** begin SUPPLIED DATA **

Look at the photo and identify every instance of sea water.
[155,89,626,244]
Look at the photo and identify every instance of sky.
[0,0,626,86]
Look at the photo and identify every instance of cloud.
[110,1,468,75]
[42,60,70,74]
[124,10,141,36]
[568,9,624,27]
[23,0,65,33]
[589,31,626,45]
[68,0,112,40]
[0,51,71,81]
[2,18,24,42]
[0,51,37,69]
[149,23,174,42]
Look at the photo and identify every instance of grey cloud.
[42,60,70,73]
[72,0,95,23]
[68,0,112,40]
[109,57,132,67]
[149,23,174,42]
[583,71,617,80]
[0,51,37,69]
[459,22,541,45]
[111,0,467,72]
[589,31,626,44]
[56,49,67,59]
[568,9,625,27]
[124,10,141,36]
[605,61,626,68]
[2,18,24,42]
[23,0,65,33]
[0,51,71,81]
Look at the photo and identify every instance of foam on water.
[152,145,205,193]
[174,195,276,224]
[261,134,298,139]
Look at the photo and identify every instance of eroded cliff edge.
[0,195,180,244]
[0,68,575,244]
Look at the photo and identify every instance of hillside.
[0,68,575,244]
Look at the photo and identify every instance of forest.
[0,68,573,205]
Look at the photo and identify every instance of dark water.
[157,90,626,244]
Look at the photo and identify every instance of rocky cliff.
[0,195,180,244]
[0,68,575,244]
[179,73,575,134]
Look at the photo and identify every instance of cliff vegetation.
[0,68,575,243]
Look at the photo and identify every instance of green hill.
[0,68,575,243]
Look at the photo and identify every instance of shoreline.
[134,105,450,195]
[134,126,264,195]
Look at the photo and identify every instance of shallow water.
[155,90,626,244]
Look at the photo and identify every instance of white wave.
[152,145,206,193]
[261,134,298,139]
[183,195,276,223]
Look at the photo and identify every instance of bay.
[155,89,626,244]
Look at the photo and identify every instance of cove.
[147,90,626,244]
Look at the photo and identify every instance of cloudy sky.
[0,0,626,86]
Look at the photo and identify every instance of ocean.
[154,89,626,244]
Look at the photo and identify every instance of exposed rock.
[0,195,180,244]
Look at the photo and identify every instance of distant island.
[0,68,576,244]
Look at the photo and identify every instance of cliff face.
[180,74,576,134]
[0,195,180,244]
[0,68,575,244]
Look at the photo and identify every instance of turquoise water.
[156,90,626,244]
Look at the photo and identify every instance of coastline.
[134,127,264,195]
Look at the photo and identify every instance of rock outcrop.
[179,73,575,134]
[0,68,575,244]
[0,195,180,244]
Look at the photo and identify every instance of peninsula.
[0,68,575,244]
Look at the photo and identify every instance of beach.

** end SUPPLIED DATA **

▶ _GIVEN EXERCISE_
Can you reproduce the listing above word for word, every line included?

▶ _WRITTEN SOLUTION_
Look at the photo and identify every instance of sea water.
[155,89,626,244]
Look at the photo and identify every instance of sky.
[0,0,626,86]
Look at the photo and identify every instance of cloud.
[110,1,468,75]
[42,60,70,74]
[124,10,141,36]
[568,9,624,27]
[23,0,65,33]
[589,31,626,45]
[68,0,112,40]
[0,51,71,81]
[2,18,24,42]
[0,51,37,69]
[149,23,174,42]
Look at the photo and identify every instance of grey cloud.
[42,60,70,73]
[72,0,95,23]
[68,0,112,40]
[109,57,132,67]
[149,23,174,42]
[583,71,617,80]
[0,51,37,69]
[459,22,541,45]
[111,0,467,72]
[589,31,626,44]
[56,49,67,59]
[568,9,625,27]
[124,10,141,36]
[605,61,626,68]
[2,18,24,42]
[23,0,65,33]
[0,51,71,81]
Look at the photo and identify every instance of foam on water.
[152,145,205,193]
[174,195,276,224]
[261,134,298,139]
Look at the photo and identify every instance of eroded cliff edge.
[0,195,180,244]
[0,68,575,244]
Look at the photo and identify every instance of hillside.
[0,68,575,244]
Look at the photo and identify every instance of forest.
[0,68,573,205]
Look at the photo and identify every instance of dark water.
[157,90,626,244]
Look at the photo and identify every instance of rocky cliff.
[0,195,180,244]
[0,68,575,244]
[179,73,575,134]
Look at the photo and identify every instance of cliff vegetation.
[0,68,575,243]
Look at the photo and identify every instance of green hill.
[0,68,575,243]
Look at the photo and identify every instance of shoreline.
[134,105,450,195]
[134,126,264,195]
Look at the photo and identify every instance of shallow water.
[155,90,626,244]
Look at the photo and identify every instance of white wave.
[152,145,206,193]
[261,134,298,139]
[183,195,276,223]
Look at the photo and identify every instance of bay.
[155,89,626,244]
Look at the photo and identify every instance of cove.
[147,90,626,244]
Look at the photo and identify every instance of cloudy sky.
[0,0,626,86]
Look at the photo and identify every instance of ocean.
[154,89,626,244]
Look at the photo and identify every instance of exposed rock.
[0,195,180,244]
Look at the photo and identify every instance of distant island.
[0,68,576,244]
Look at the photo and identify every instance of cliff face.
[180,74,576,134]
[0,195,180,244]
[0,68,575,244]
Look at the photo and identify every instance of turquoise water.
[156,90,626,244]
Look at the photo and identify every instance of coastline.
[134,127,264,195]
Look at the photo and identify every instance of rock outcrop.
[179,73,575,134]
[0,68,575,244]
[0,195,180,244]
Look at the photo and identify every instance of peninsula.
[0,68,575,244]
Look at the photo and identify every instance of beach.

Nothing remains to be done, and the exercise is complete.